▶ Exercise directions:
Transcribe exactly the line containing "# for each instance of the small" plus every later line in the data.

┏━━

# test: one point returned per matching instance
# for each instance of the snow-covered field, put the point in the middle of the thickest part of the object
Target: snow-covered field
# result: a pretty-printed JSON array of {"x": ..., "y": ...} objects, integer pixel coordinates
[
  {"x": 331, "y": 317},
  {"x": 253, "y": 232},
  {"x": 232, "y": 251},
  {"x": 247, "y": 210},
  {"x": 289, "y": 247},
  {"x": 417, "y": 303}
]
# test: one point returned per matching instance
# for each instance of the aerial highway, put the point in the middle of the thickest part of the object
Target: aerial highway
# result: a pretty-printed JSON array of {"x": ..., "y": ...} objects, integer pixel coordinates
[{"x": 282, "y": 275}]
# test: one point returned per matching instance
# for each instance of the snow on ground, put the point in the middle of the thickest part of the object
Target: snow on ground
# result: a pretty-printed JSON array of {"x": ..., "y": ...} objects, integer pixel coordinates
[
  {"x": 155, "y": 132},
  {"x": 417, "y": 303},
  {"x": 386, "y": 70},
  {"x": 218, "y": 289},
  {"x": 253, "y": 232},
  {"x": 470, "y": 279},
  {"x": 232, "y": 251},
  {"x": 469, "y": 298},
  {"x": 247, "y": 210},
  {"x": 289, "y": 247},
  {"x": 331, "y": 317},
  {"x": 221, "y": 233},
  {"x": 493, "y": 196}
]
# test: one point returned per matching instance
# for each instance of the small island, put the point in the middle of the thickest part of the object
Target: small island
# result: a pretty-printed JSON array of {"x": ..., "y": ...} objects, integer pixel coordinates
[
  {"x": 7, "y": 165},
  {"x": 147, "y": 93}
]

┗━━

▶ Your response:
# for each instance of the small island, put the point in the middle of the thickest part of the object
Target: small island
# result: a pretty-printed JSON array of {"x": ..., "y": ...} objects, integer pixel coordinates
[
  {"x": 7, "y": 165},
  {"x": 147, "y": 93}
]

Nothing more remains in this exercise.